Legendary English Muffin Recipe

home made English Muffins

I grew up devouring English muffins; I have in no shame in confessing that at a certain time in my life, I could eat an entire package over the weekend. But as my palate has become refined, the commercial varieties have seemed floppy, flavorless, and overall uninviting. Not the type of stuff I want my kids eating. So we went to work developing a legendary English muffin recipe. 

English muffin dough, unlike some other breads, isn’t improved by heavy kneading. This minimal handling discourages strong gluten strands from forming, which means a more “open” structure--and in terms of English muffins, that adds up to nooks and crannies. 

The dough, coated in semolina and cooked briefly on the Baking Steel Griddle with clarified butter (which has a higher smoke point than regular butter), attains the perfect texture, with a crispy exterior and craggy interior just begging to be filled with butter. This is what storebought English muffins want to be when they grow up. I make a batch almost every week and my sons think they are amazing.

INFORMATION SUPPLIED:
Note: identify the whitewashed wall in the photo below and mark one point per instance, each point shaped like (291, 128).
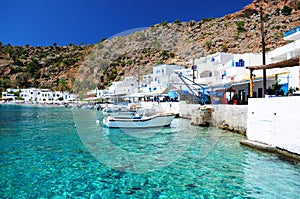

ACTIVITY:
According to the English muffin recipe page, why is clarified butter used when cooking the muffins on the griddle? The listing that comes before this point is material of its own, apart from the text.

SOLVED EXERCISE:
It has a higher smoke point than regular butter.